__TEXT PASSAGE__.
MR images were obtained using four identical 3.0 Tesla (Siemens Magnetom Trio, Erlangen, Germany) scanners in Columbus, Ohio; Baltimore, Maryland; Pittsburgh, Pennsylvania; Pawtucket, Rhode Island. The following sequences were acquired: sagittal 2D intermediate-weighted fast spin-echo sequence (repetition time (TR)/echo time (TE)=3200/30ms, spatial resolution=0.357mm×0.511mm, slice thickness=3.0mm), coronal 2D proton density fast spin-echo sequence (TR/TE=3700/29ms, spatial resolution=0.365mm×0.456mm, slice thickness=3.0mm), and sagittal 3D dual-echo in steady state sequence (TR/TE=16.3/4.7ms, spatial resolution=0.365mmx0.456mm, slice thickness=0.7mm). A sagittal 2D multi-slice multi-echo sequence (MSME, TR=2700ms, TE₁-TE₇=10-70ms, spatial resolution=0.313mm×0.446mm, slice thickness=3.0mm, and 0.5mm gap) was used for cartilage T2 measurements[24].

Image Analysis

X-ray based KL grade and Joint space Narrowing

Fixed Flexion knee radiographs were obtained at baseline, and radiographic KL grades[25] were provided in the OAI dataset. Subjects with baseline KL grades of 0–3 were selected. Joint space narrowing (JSN) scores at baseline and two years were provided in the OAI dataset. JSN progression (in the right or left knee, individually) was defined as positive if a knee had a ≥ 1 OARSI grade increase in JSN score (medial or lateral) between baseline and two years.

WORMS Scoring

MR images of the right knee obtained at the baseline visit were reviewed on picture archiving communication system (PACS) workstations (Agfa, Ridgefield Park, NJ, USA). Three radiologists with 7-, 5- and 5-years of experience graded cartilage lesions. In equivocal cases, a consensus reading was performed with a musculoskeletal radiologist with 24-years of experience. Baseline cartilage and bone marrow lesions were assessed in six regions (patella, trochlea, medial femur, medial tibia, lateral femur and lateral tibia) using a modified semi-quantitative whole-organ magnetic resonance imaging score (WORMS) [26]. The highest score of any lesion was recorded for each region.

Subchondral bone marrow edema pattern was defined as poorly marginated areas of increased T2 signal intensity and graded using a modified 4-point WORMS scale (0, none; 1, diameter 0–5mm; 2, 5–20mm; 3, >20mm) [27]. Meniscal lesions were graded separately in 6 regions (medial/lateral and anterior/body/posterior) using the following 4-point scale: 0-normal; 1-intrasubstance signal; 2-non-displaced tear; 3-displaced or complex tear; 4-complete destruction/maceration.

The maximum (MAX) cartilage, meniscus or bone marrow edema (BME) score was defined as the maximum score in any region. The summation (SUM) cartilage, meniscus or BME score was defined as the summation of WORMS scores in all regions. The reproducibility results for WORMS reading have been previously published [28, 29]: the intra-observer reproducibility in all tissues (meniscus, cartilage, bone marrow) was ≥96%, while the inter-observer reproducibility was ≥97%.

__ACTIVITIES__.
a: Please rewrite the MRI methods passage between "MR images were" and "cartilage T2 measurements[24].", inclusive, and swap out "scanners" for "systems".
b: Name every city with its state where the MRI methods passage says the scanners were located.
The listing after this passage comes from a different source.

__AVAILABLE DATA__.

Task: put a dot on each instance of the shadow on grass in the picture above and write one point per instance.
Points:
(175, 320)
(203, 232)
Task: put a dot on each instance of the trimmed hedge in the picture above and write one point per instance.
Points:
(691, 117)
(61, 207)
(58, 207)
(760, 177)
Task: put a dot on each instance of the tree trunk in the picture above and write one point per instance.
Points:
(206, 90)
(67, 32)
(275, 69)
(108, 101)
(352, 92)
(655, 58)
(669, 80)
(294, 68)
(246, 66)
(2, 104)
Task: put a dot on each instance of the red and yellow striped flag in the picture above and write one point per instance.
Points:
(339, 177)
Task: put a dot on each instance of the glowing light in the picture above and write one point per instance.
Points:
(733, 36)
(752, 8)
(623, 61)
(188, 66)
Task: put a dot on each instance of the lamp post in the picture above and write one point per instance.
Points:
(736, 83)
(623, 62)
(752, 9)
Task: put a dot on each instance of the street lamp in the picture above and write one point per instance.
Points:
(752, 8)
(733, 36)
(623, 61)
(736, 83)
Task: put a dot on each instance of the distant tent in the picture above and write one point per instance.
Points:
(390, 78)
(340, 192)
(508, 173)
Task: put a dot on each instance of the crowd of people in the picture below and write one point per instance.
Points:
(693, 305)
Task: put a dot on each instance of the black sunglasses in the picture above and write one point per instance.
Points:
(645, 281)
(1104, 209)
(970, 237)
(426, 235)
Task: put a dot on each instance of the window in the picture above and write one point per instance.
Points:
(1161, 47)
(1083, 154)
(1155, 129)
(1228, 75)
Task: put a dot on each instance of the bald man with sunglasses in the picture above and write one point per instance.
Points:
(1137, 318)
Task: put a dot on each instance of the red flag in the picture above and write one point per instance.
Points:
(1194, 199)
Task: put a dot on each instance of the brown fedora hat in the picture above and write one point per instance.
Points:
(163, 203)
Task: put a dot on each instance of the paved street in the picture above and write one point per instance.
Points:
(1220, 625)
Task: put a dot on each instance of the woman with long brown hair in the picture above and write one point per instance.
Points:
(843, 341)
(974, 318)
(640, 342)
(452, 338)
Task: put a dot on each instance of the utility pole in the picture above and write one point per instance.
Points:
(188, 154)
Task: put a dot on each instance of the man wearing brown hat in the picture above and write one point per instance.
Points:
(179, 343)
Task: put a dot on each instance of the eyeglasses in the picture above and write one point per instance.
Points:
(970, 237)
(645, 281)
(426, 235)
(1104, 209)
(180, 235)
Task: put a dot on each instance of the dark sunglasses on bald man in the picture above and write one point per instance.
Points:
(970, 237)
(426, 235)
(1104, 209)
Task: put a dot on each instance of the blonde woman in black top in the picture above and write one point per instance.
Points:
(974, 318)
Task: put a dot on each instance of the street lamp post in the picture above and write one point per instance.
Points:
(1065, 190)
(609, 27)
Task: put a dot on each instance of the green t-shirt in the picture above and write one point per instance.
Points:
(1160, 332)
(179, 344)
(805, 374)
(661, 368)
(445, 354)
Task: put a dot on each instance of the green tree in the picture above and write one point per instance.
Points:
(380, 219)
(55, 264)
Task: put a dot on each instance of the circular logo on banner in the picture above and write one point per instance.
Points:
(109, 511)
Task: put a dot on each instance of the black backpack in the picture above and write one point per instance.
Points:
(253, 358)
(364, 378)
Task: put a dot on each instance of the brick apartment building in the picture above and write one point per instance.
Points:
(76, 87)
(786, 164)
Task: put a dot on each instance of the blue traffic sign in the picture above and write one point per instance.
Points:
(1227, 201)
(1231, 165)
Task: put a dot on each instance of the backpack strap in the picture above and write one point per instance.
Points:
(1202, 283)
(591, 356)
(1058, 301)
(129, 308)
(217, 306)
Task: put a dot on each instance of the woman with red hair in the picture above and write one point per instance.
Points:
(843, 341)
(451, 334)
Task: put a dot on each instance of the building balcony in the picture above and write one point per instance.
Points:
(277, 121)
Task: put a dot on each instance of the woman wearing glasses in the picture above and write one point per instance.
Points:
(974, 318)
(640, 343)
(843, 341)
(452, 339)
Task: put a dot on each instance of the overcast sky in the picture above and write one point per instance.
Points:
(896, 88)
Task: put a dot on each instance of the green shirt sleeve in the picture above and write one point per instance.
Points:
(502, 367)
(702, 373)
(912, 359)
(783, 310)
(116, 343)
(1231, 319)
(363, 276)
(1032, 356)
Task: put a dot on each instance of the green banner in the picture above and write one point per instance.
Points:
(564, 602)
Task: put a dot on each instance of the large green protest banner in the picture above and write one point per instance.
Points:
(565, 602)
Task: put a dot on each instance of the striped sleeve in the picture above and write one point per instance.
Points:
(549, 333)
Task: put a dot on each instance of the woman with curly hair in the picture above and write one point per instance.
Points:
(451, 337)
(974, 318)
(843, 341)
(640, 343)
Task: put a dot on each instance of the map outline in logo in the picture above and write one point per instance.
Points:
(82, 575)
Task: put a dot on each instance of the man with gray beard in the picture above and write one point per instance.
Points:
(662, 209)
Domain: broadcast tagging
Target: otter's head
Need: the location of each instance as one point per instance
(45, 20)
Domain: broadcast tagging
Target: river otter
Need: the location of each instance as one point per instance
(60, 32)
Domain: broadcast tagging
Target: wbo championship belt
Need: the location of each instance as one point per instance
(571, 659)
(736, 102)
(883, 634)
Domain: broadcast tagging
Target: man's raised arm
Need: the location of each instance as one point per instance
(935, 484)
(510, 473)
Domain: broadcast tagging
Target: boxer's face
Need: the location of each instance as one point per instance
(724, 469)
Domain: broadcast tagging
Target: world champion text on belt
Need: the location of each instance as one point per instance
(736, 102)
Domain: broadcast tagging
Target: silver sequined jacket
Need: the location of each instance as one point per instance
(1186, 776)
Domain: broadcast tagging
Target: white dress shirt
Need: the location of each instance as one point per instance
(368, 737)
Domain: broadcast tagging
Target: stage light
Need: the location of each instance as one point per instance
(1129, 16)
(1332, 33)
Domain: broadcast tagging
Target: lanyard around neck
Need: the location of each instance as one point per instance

__YOUR WRITTEN ANSWERS__.
a:
MR images were obtained using four identical 3.0 Tesla (Siemens Magnetom Trio, Erlangen, Germany) systems in Columbus, Ohio; Baltimore, Maryland; Pittsburgh, Pennsylvania; Pawtucket, Rhode Island. The following sequences were acquired: sagittal 2D intermediate-weighted fast spin-echo sequence (repetition time (TR)/echo time (TE)=3200/30ms, spatial resolution=0.357mm×0.511mm, slice thickness=3.0mm), coronal 2D proton density fast spin-echo sequence (TR/TE=3700/29ms, spatial resolution=0.365mm×0.456mm, slice thickness=3.0mm), and sagittal 3D dual-echo in steady state sequence (TR/TE=16.3/4.7ms, spatial resolution=0.365mmx0.456mm, slice thickness=0.7mm). A sagittal 2D multi-slice multi-echo sequence (MSME, TR=2700ms, TE₁-TE₇=10-70ms, spatial resolution=0.313mm×0.446mm, slice thickness=3.0mm, and 0.5mm gap) was used for cartilage T2 measurements[24].

b: Columbus, Ohio; Baltimore, Maryland; Pittsburgh, Pennsylvania; Pawtucket, Rhode Island